==== GIVEN TEXT

Football stadium in Buenos Aires, Argentina

Estadio Arquitecto Ricardo Etcheverri, formerly known as Estadio Ferro Carril Oeste or simply "Ferro", is a football stadium located in the Caballito district of Buenos Aires. It is owned and operated by club Ferro Carril Oeste. The stadium, opened in 1905 and located close to Caballito station of Sarmiento Line, has a current capacity of 24,442.

Inaugurated on 2 January 1905, Ferro Carril Oeste is the oldest football stadium of Argentina (referring to clubs affiliated to AFA) and the second in South America after Estadio Gran Parque Central (home venue of Uruguayan Club Nacional de Football, built in 1900).

Because of being located near the geographic centre of Buenos Aires, several former clubs used it as their home venues. Some of them were Alumni, Barracas A.C., San Lorenzo, Argentinos Juniors, among others.

========
==== PROVIDED RECORDS

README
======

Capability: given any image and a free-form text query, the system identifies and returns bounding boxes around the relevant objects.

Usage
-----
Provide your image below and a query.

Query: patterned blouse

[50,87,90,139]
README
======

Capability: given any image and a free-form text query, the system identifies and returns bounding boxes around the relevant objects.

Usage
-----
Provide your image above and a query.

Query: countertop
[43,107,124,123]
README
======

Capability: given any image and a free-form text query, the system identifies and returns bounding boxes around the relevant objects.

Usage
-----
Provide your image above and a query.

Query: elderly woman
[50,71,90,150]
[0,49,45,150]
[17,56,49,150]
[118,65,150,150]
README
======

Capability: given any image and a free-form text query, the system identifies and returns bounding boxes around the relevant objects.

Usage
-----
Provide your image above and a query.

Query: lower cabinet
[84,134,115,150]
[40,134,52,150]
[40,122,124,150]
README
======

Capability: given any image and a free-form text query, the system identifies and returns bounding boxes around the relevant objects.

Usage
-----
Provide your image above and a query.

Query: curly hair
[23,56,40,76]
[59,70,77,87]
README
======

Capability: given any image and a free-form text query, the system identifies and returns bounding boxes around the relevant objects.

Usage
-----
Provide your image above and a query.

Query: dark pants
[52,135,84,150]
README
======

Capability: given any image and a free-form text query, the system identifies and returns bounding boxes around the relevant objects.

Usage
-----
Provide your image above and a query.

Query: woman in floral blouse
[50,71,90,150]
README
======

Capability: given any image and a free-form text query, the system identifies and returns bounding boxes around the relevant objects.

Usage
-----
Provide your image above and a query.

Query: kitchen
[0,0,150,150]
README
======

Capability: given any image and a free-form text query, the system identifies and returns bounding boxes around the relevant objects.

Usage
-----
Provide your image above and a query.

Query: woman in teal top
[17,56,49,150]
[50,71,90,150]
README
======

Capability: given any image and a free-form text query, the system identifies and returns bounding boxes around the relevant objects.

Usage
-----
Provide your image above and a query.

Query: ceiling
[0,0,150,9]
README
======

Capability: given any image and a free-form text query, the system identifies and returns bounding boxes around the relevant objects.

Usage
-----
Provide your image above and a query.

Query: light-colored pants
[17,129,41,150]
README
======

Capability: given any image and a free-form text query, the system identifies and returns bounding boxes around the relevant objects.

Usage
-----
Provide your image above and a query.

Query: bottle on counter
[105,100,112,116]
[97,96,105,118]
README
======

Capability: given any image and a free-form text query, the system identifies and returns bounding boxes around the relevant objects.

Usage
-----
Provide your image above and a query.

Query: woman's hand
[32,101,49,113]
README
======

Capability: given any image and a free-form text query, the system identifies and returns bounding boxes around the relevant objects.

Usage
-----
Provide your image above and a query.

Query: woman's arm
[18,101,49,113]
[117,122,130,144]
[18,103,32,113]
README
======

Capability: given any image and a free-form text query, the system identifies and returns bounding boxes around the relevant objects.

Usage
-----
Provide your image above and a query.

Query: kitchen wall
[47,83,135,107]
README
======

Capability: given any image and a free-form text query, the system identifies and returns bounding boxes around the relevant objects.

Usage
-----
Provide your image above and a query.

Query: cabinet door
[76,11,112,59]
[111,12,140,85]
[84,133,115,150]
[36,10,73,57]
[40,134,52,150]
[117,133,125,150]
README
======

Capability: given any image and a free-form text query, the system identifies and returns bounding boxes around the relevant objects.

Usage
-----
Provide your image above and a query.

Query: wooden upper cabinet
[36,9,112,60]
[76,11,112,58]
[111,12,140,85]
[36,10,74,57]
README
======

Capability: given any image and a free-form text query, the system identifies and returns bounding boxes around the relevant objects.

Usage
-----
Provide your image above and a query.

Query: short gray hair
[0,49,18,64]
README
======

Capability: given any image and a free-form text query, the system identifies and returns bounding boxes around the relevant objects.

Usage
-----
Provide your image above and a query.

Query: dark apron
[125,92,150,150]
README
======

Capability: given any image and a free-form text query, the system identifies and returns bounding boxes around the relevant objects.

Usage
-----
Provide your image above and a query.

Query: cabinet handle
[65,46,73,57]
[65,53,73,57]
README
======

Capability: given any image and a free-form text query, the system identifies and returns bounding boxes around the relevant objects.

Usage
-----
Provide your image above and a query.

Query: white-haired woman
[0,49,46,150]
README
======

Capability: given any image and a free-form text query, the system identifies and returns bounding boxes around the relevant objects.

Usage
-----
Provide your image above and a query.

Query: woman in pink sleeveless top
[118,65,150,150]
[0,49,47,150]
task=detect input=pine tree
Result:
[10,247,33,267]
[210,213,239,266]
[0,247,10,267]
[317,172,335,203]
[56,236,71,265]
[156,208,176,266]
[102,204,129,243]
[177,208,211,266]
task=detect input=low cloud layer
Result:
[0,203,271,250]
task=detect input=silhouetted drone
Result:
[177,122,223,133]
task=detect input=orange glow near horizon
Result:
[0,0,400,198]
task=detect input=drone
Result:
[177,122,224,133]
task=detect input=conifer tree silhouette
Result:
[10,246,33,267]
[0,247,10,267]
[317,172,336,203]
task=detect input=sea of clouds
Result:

========

TASKS TO PERFORM.
1/ Decide whether each statement agrees with the text about the Ferro Carril Oeste stadium, answering yes or no and quoting the words that settle it: (a) The stadium stands in the Caballito district of Buenos Aires. (b) Estadio Gran Parque Central was built after the Ferro stadium. (c) The stadium currently holds 42,442 people.
2/ Carry the text about the Ferro Carril Oeste stadium on from its last sentence.
The items have nothing to do with the text about the Ferro Carril Oeste stadium.

RESPONSES BY ITEM NUMBER.
1/
(a) Yes: "located in the Caballito district of Buenos Aires"
(b) No: "built in 1900"
(c) No: "has a current capacity of 24,442"

2/
The stadium also hosted test matches played by the Argentina national rugby union team (Los Pumas) first in 1932 and then during the 1970s to early 2000s, where Argentina played Ireland, New Zealand, France and Australia, among others. In Ferro Carril Oeste, Argentina achieved notable wins over Australia (1979) and France (1985), and a celebrated 21–21 tie vs the All Blacks in 1985. Other local teams such as the URBA team or San Isidro Club played matches at Ferro Carril Oeste in the 1980s.

== History ==
The stadium was built on a land granted by the manager of Buenos Aires Western Railway in 1905. That same year the first wooden grandstand was built. The first official match was played here on 21 April 1907, when Ferro C. Oeste and River Plate tied 2–2. In 1906, the first official grandstand (with roof) was built. Due to being linked with the Western Railway company, the club hosted several sports activities in 1907 to celebrate the 50th. anniversary of first railway line in Argentina.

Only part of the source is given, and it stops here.